**YOUR TASK:**
Every line of the entries below from the one containing "Query: seated spectator" to the one containing "compact form (352,111).", both ends included, must be written out exactly. No other line belongs in the answer.

(Saved entries)
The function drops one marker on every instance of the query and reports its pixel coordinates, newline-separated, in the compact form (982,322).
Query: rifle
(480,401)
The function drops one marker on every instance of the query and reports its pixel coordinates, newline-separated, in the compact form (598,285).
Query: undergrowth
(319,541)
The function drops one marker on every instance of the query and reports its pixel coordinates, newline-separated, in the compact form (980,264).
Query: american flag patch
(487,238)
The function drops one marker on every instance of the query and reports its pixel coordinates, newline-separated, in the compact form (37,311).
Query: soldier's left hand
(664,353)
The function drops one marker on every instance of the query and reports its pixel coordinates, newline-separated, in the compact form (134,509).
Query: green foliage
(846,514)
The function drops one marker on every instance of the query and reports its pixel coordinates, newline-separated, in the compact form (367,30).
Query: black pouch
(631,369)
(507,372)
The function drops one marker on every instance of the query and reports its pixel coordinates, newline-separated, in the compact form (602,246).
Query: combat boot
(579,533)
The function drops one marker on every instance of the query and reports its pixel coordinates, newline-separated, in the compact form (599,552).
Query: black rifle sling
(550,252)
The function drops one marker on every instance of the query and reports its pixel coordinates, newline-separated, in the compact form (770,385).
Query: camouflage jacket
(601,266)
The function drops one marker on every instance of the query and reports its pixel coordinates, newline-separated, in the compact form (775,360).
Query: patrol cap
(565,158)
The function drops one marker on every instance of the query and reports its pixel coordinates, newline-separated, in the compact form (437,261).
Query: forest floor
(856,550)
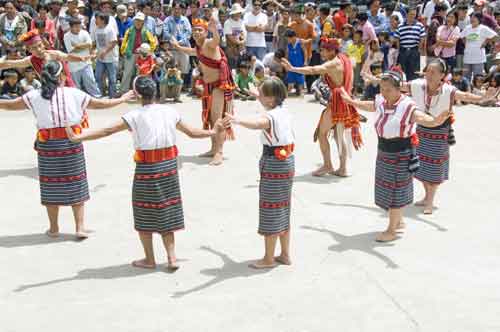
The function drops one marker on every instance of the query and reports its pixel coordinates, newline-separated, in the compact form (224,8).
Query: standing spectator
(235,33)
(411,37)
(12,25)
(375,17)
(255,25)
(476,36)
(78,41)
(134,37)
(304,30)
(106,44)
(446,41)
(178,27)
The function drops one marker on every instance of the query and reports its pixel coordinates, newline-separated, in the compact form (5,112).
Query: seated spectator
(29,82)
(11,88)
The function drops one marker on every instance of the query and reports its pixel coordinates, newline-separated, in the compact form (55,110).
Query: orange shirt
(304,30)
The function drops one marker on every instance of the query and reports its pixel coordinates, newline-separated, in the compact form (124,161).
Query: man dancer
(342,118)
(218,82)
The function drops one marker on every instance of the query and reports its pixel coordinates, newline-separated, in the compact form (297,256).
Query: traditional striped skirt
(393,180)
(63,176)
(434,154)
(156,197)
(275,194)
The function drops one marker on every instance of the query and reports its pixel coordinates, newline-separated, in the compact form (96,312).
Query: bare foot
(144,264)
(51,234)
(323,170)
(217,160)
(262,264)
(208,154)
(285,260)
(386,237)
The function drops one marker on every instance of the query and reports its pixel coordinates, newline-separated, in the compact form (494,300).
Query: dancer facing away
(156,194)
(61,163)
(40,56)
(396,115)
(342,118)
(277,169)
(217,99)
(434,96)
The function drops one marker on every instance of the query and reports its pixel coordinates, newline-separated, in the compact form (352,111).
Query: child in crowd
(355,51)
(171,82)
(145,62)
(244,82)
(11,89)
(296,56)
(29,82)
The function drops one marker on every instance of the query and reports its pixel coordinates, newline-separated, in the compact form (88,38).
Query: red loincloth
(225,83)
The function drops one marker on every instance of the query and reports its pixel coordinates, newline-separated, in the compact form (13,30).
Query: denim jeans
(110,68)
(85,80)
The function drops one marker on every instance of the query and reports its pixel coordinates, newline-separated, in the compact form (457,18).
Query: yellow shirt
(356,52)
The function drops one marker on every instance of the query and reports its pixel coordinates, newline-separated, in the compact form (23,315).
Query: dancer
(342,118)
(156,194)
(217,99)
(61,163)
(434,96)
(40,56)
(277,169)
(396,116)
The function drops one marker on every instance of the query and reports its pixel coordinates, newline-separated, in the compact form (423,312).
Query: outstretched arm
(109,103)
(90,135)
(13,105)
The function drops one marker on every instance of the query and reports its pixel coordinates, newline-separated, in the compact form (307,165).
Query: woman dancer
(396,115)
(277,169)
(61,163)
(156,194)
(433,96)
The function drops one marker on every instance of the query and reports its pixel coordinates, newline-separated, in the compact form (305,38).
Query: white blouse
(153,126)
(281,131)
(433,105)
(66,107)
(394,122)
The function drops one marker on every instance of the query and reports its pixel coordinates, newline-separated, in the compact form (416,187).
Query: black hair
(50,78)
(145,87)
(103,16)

...

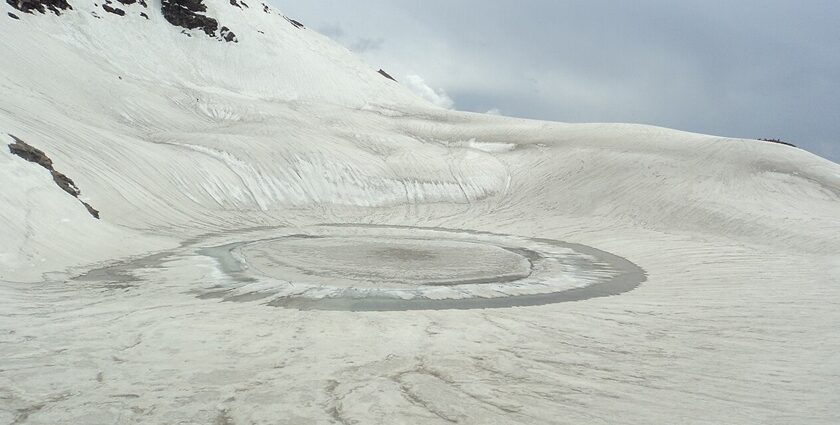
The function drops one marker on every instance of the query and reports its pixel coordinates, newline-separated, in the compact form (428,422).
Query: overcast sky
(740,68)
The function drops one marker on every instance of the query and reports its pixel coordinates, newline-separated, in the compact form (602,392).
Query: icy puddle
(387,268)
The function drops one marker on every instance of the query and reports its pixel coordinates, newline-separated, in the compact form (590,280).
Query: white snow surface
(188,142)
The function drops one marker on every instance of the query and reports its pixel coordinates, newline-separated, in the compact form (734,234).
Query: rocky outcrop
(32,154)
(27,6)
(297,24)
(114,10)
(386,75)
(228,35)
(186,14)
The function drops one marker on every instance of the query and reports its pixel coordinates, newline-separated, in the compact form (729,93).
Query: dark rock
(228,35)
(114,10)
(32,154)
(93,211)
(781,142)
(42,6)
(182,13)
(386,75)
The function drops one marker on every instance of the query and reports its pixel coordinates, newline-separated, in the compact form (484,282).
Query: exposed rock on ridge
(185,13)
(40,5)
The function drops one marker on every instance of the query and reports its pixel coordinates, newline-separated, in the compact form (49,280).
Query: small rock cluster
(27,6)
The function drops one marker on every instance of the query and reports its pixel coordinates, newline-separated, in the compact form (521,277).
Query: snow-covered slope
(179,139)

**COMPLETED EXERCISE:**
Query: seated spectator
(29,82)
(11,88)
The function drops one marker on every instance of the query and reports its pixel coordinates, newline-separated, in the compact form (55,110).
Query: orange shirt
(304,30)
The function drops one marker on every instance of the query and reports its pixel coordinates, newline-separated, in the compact form (124,161).
Query: man dancer
(342,118)
(218,82)
The function drops one marker on every instance of the query and reports its pixel coordinates, newline-separated, in the compact form (297,256).
Query: traditional striped skirt
(393,180)
(63,176)
(434,154)
(156,197)
(275,194)
The function drops one marker on every instance of the query and reports its pixel coordinates, newline-separated, in the compact form (96,312).
Query: bare foot
(144,264)
(51,234)
(323,170)
(217,160)
(262,264)
(208,154)
(285,260)
(386,237)
The function drops one marker on every instance of the query and reports its pixel coordinates, newline-separated, in the compact form (494,300).
Query: dancer facing away
(156,194)
(61,163)
(40,56)
(396,115)
(342,118)
(277,169)
(217,99)
(434,96)
The function drops one marker on every instance of the query and reports its pixel coordinates, newline-separated, in the compact form (352,111).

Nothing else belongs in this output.